読む文章:
=====
先日浅草を訪ねた私(佐藤)は、雷門からほど近いレコード店『音のヨーロー堂』で演歌のカセットテープを購入した。記事を公開した後に、店主の松永好司さんからご連絡を頂き、「演歌・歌謡曲を深堀りしませんか?」とお誘いを受けたのである。
実に魅力的なお誘いだ。専門家でなければ、おそらくなかなか知ることの出来ない演歌の話。それは聞いてみたい! ということで再度ヨーロー堂を訪ね、松永さんのお話を伺い、演歌の手ほどきを受けた。そしてわかったのだが、今の演歌界はアツい! 実にアツい!!
・「純烈」の存在、ヨーロー堂の歴史
佐藤 「演歌って正直、全然知らないんですよ。あ、でも『純烈』は知ってますよ。令和最初の紅白(第70回NHK紅白歌合戦)にも出るじゃないですか。やっぱ純烈ってすごいんですよね?」
松永 「すごいのはすごいんですけど、彼らは本当に稀です。これまでの紅白出場の流れを変えてしまったんですよね」
佐藤 「これまでの流れですか? その流れというのは?」
松永 「今日はそのお話をさせて頂きたいと思っていました。順を追ってお話させてください」
佐藤 「もちろん! よろしくお願いします」
松永 「少し長くなるんですが、うちが演歌や歌謡曲に注力するようになったのは、約20年前くらいになります」
佐藤 「え? 昔からずっと演歌・歌謡曲中心の作品を販売していた訳じゃないんですね!?」
松永 「そうですね。バブル景気(1980年後半~90年頃)を境にして、音楽ジャンルを絞るようになりました」
佐藤 「バブルを境にというと、何か景気と関係があるんでしょうか?」
松永 「街のレコード屋って、景気が良くなると、お店の景気は悪くなるんですよ」
佐藤 「それはえっと? 景気が良ければ音楽作品は売れると思うんですけど……」
松永 「市場は盛り上がるんですけど、大手の販売店が店舗を増やすから、街のレコード屋は売上を取られるんです。実際うちも、20年前頃に大手がお店を出したために、売上が落ちましてね。このままではマズイってことで、ジャンルを絞る選択をしたんです」
佐藤 「なるほど、それで演歌系に特化したと」
松永 「そうですね」
=====
短い課題 A: 浅草のレコード店の記事で、松永さんの各発言の最初の一文を、出てくる順にすべて書き出してください。
短い課題 B: 浅草のレコード店の記事から、「佐藤 「え? 昔からずっと演歌・歌謡曲中心の作品を販売していた訳じゃないんですね!?」」を含む語句で始まり「佐藤 「なるほど、それで演歌系に特化したと」」で終わる部分を、一字も変えずに写し取ってください。
ここからの項目は、別の出典から取ったものです。

(データ項目)
=====
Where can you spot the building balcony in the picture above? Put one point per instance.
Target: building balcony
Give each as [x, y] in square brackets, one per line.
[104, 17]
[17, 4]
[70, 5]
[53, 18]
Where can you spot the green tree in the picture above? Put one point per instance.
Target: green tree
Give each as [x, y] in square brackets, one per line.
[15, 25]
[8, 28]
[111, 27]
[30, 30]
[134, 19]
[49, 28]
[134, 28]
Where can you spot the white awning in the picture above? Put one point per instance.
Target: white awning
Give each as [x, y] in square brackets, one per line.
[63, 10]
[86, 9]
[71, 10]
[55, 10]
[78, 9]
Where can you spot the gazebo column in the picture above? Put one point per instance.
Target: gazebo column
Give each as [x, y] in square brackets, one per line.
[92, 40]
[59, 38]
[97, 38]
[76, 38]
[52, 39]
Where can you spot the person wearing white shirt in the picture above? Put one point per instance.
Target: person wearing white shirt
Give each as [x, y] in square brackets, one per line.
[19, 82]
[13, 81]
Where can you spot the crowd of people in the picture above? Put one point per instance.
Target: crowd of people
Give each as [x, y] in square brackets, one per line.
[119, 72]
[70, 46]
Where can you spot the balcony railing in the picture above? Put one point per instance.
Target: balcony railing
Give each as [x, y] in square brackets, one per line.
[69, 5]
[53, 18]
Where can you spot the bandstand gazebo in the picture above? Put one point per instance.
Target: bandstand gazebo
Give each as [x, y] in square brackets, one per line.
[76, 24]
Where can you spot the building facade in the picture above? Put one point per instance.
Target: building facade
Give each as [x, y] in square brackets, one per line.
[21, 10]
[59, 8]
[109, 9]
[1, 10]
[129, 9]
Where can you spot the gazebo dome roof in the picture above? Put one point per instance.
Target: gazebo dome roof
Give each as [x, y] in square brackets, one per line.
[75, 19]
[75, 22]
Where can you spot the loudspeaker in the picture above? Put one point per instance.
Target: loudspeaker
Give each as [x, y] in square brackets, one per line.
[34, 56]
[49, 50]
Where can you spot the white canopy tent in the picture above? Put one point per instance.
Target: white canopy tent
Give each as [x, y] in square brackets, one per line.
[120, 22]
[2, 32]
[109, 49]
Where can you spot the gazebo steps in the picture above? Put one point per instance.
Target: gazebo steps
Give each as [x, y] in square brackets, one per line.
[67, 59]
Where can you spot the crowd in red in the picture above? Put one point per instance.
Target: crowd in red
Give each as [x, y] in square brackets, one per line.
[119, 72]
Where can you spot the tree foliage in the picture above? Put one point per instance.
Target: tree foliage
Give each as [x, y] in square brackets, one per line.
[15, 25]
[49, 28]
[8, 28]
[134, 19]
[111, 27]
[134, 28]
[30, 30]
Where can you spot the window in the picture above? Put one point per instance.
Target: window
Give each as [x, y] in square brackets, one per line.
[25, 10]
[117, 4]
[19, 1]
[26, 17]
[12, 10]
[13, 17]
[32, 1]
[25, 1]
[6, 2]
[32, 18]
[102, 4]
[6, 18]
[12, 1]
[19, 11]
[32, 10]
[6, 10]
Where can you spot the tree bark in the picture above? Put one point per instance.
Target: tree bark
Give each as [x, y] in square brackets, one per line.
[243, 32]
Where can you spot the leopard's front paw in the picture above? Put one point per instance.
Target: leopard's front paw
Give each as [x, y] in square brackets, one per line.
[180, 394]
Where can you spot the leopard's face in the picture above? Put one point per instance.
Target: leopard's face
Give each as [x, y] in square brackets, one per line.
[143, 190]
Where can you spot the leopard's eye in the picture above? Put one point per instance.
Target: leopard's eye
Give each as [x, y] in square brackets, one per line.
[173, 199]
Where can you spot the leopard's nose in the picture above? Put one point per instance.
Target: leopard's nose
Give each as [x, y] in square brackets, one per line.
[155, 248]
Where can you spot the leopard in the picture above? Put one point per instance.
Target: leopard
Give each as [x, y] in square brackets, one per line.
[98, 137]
=====
出力 A:
すごいのはすごいんですけど、彼らは本当に稀です。
今日はそのお話をさせて頂きたいと思っていました。
少し長くなるんですが、うちが演歌や歌謡曲に注力するようになったのは、約20年前くらいになります
そうですね。
街のレコード屋って、景気が良くなると、お店の景気は悪くなるんですよ
市場は盛り上がるんですけど、大手の販売店が店舗を増やすから、街のレコード屋は売上を取られるんです。
そうですね

出力 B:
佐藤 「え? 昔からずっと演歌・歌謡曲中心の作品を販売していた訳じゃないんですね!?」
松永 「そうですね。バブル景気(1980年後半~90年頃)を境にして、音楽ジャンルを絞るようになりました」
佐藤 「バブルを境にというと、何か景気と関係があるんでしょうか?」
松永 「街のレコード屋って、景気が良くなると、お店の景気は悪くなるんですよ」
佐藤 「それはえっと? 景気が良ければ音楽作品は売れると思うんですけど……」
松永 「市場は盛り上がるんですけど、大手の販売店が店舗を増やすから、街のレコード屋は売上を取られるんです。実際うちも、20年前頃に大手がお店を出したために、売上が落ちましてね。このままではマズイってことで、ジャンルを絞る選択をしたんです」
佐藤 「なるほど、それで演歌系に特化したと」